--- START ---

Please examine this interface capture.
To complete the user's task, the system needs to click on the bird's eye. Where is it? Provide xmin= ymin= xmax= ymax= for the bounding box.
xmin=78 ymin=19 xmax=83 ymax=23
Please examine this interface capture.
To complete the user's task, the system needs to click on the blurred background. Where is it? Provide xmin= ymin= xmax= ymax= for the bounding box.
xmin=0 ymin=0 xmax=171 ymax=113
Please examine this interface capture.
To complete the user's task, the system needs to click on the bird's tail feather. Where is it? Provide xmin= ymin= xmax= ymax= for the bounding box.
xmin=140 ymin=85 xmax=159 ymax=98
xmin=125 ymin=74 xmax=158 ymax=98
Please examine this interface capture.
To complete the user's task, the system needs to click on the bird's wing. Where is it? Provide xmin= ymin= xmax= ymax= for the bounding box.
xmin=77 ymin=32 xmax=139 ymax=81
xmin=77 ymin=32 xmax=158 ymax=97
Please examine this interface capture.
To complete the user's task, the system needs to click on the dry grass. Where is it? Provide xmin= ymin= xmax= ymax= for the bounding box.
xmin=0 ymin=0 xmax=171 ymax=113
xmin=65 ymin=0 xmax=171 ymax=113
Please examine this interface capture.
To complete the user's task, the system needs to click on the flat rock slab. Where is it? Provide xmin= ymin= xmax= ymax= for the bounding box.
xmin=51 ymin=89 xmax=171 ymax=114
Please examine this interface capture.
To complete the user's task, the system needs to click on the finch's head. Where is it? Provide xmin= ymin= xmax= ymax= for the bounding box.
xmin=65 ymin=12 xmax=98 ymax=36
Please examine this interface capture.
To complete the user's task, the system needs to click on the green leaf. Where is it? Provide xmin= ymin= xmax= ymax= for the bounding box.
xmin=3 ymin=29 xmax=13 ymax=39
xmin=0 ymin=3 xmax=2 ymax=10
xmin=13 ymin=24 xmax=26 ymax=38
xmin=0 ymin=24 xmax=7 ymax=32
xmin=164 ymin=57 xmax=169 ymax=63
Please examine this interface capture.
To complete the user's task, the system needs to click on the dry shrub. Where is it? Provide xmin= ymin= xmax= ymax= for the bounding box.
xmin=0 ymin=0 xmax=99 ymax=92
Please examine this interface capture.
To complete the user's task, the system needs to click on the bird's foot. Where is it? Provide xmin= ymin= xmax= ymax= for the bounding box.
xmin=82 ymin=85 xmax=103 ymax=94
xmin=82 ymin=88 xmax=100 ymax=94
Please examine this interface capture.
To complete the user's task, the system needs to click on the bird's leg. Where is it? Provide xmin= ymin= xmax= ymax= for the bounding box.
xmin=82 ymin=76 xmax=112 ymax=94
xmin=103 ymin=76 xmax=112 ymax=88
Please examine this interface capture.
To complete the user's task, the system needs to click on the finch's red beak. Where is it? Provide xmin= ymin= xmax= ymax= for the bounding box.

--- END ---

Task to carry out: In the listing above, the line with "on the green" and every line after it must be set down word for word, and no other line.

Expected answer:
To complete the user's task, the system needs to click on the green leaf. Where is it? Provide xmin= ymin= xmax= ymax= for the bounding box.
xmin=3 ymin=29 xmax=13 ymax=39
xmin=0 ymin=3 xmax=2 ymax=10
xmin=13 ymin=24 xmax=26 ymax=38
xmin=0 ymin=24 xmax=7 ymax=32
xmin=164 ymin=57 xmax=169 ymax=63
Please examine this interface capture.
To complete the user's task, the system needs to click on the dry shrub. Where is it? Provide xmin= ymin= xmax= ymax= for the bounding box.
xmin=0 ymin=0 xmax=99 ymax=92
Please examine this interface capture.
To complete the user's task, the system needs to click on the bird's foot. Where is it? Provide xmin= ymin= xmax= ymax= for the bounding box.
xmin=82 ymin=85 xmax=103 ymax=94
xmin=82 ymin=88 xmax=100 ymax=94
Please examine this interface capture.
To complete the user's task, the system needs to click on the bird's leg. Where is it? Provide xmin= ymin= xmax= ymax= for the bounding box.
xmin=82 ymin=76 xmax=112 ymax=94
xmin=103 ymin=76 xmax=112 ymax=88
Please examine this interface capture.
To complete the user's task, the system needs to click on the finch's red beak. Where is it? Provide xmin= ymin= xmax= ymax= for the bounding box.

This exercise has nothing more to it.